-- start Provided information --

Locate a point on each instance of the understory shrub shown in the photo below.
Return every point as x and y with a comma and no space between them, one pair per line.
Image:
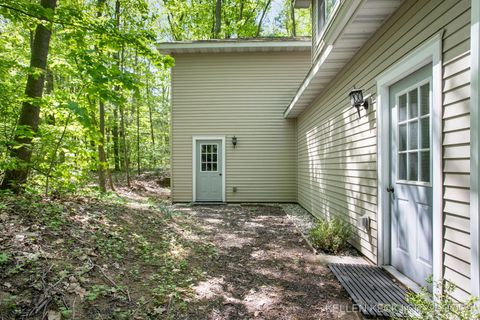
426,305
331,235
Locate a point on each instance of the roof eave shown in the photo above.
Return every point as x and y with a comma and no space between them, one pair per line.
302,4
333,45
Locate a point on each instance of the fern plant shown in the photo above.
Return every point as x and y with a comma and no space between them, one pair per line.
331,235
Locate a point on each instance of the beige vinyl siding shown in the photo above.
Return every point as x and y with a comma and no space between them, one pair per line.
337,152
241,94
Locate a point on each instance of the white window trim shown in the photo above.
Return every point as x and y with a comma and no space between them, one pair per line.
474,148
428,52
194,164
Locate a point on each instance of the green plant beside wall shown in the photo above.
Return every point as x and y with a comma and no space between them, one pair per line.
331,236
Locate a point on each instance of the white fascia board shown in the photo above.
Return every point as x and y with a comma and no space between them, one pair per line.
302,4
232,45
306,83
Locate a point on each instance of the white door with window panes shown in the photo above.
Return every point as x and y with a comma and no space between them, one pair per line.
411,181
209,171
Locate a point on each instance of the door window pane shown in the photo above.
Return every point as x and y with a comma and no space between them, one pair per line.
425,99
425,166
413,135
413,154
402,166
425,131
402,139
402,108
413,166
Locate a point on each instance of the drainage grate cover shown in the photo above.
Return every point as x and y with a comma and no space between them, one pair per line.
372,289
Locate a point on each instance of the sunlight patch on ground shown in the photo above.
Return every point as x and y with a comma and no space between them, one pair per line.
210,288
264,298
229,240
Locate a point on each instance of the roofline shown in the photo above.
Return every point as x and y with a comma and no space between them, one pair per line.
233,45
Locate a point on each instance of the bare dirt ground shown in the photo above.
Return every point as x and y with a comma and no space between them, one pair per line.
263,269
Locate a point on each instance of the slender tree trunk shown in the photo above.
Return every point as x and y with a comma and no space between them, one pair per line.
116,155
54,155
240,16
15,178
124,142
136,105
294,23
218,19
150,116
102,159
264,12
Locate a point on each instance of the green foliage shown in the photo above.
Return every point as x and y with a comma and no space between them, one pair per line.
4,258
97,291
426,305
194,20
331,235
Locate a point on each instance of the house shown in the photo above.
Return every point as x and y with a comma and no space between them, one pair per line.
272,121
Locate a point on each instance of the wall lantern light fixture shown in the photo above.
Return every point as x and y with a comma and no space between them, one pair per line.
357,100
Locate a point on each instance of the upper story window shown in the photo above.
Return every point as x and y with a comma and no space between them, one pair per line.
324,13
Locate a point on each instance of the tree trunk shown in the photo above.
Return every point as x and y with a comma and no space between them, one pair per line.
102,159
150,116
218,19
116,155
259,30
124,142
136,105
15,178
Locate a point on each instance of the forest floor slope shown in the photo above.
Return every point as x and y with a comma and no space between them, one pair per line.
132,255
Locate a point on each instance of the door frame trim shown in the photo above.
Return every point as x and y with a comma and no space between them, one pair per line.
475,148
429,52
194,163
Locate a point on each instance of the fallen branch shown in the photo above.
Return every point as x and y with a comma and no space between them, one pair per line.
125,292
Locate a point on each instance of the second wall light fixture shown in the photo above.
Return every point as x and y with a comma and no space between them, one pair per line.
357,100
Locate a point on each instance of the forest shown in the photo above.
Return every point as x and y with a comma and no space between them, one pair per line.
87,229
84,91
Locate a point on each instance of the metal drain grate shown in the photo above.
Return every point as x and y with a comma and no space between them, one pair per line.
372,289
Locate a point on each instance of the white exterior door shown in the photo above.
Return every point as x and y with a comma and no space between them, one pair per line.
411,175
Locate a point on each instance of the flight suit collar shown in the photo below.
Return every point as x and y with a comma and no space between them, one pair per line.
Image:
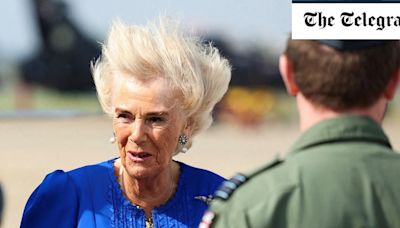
343,128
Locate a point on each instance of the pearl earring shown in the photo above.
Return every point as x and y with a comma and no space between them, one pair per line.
183,140
113,139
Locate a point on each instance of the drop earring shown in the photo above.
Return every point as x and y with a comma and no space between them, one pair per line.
183,140
113,139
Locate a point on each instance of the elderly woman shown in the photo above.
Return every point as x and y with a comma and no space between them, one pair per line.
159,86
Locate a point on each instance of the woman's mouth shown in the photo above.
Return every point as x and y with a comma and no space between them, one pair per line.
138,156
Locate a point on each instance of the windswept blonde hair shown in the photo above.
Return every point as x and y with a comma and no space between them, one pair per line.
194,69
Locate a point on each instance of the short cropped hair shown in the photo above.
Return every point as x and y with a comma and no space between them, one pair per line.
342,80
195,69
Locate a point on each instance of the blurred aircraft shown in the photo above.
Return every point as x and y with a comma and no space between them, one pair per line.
63,61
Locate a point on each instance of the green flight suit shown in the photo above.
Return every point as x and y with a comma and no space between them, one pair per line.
341,172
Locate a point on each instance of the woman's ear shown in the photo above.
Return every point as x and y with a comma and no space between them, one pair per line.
188,129
391,87
287,73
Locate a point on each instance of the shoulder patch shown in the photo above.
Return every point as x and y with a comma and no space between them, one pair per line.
229,186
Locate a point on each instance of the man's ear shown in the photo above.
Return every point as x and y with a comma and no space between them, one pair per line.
287,73
391,87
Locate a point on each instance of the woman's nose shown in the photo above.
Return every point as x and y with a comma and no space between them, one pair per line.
138,132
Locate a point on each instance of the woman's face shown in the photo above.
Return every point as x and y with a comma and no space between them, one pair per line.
147,122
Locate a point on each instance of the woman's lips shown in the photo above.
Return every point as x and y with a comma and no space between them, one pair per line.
138,156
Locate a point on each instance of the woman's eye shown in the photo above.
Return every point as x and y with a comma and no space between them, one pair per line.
123,116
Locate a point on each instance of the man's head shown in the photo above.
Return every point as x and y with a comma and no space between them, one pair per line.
341,77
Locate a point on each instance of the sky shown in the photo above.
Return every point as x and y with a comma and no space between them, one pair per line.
265,22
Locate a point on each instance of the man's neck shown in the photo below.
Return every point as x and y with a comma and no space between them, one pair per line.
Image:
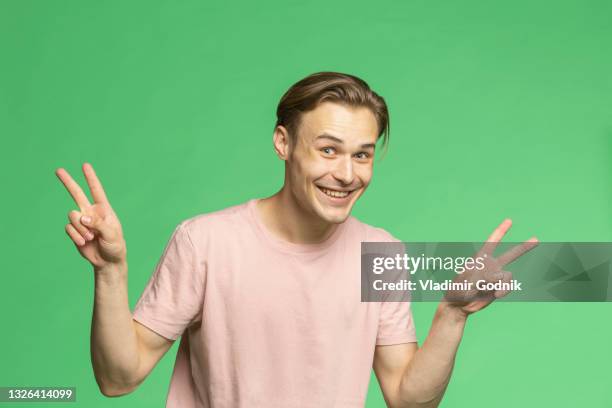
286,219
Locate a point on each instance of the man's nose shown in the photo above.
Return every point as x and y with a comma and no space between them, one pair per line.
343,171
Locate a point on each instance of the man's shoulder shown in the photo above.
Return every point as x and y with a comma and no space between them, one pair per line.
224,220
371,233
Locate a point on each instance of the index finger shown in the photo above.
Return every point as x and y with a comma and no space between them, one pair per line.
97,192
515,252
73,188
495,237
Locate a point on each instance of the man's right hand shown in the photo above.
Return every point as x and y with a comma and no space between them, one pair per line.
100,240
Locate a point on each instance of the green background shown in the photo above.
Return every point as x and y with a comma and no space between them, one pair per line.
498,109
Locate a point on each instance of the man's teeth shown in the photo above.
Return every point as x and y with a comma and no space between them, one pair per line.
333,193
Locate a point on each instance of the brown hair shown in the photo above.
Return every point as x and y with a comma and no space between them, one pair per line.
309,92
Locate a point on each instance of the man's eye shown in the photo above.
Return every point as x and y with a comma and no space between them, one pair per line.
328,150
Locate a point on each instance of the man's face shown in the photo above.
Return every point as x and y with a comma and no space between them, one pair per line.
332,161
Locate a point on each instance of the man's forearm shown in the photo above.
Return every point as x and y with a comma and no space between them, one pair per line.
114,344
428,373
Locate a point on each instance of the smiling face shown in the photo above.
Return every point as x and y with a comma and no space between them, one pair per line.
331,164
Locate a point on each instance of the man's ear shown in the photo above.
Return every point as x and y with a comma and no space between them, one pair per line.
282,144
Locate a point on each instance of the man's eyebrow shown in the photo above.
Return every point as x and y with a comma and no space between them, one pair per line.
338,140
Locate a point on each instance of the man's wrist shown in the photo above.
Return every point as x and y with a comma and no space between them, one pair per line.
111,273
452,313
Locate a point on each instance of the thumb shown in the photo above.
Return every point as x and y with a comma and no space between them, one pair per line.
98,224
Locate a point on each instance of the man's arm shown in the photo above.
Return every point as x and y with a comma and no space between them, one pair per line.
123,351
417,377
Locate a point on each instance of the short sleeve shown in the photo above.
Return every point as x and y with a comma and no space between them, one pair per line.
172,299
395,324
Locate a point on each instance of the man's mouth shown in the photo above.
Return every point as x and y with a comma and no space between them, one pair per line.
335,193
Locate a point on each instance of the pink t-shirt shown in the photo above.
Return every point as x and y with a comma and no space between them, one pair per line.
265,322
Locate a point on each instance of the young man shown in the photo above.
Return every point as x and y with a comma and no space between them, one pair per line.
266,294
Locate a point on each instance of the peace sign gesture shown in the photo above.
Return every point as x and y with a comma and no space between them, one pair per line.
474,299
95,228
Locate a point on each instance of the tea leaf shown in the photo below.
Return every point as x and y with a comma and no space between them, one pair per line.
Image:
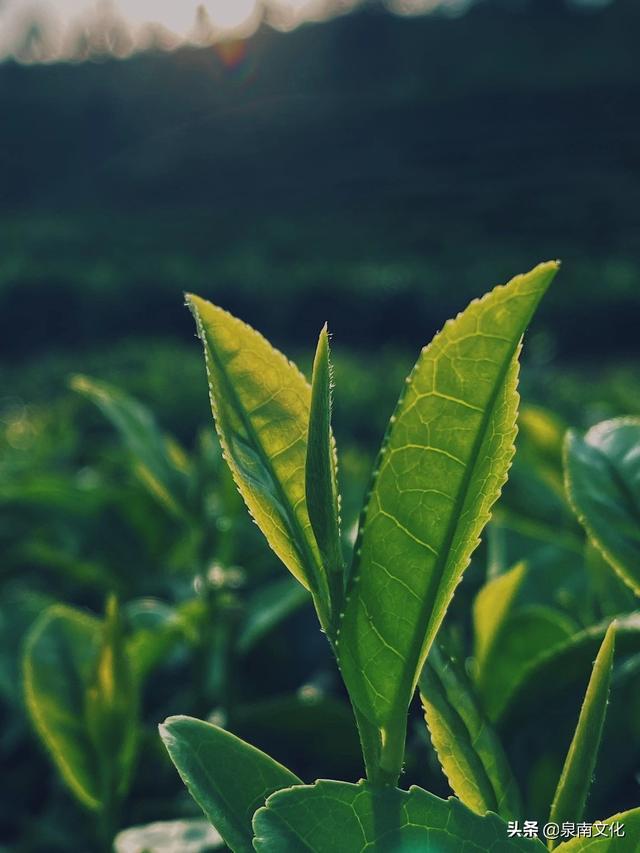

-- end Provided information --

• Challenge: Extract every line of the records above that contains the string "door". Case counts, so a line qualifies only where the letters match in capitalization as well.

• Answer to the problem:
Locate a point on each instance of the white door with window panes shown in the photo above.
Locate a point on each instance of the door window pane shown in the photo above.
Locate a point on each instance of the door frame trim shown in the photo above.
Locate a point on each instance of the white exterior door shown in the photo above.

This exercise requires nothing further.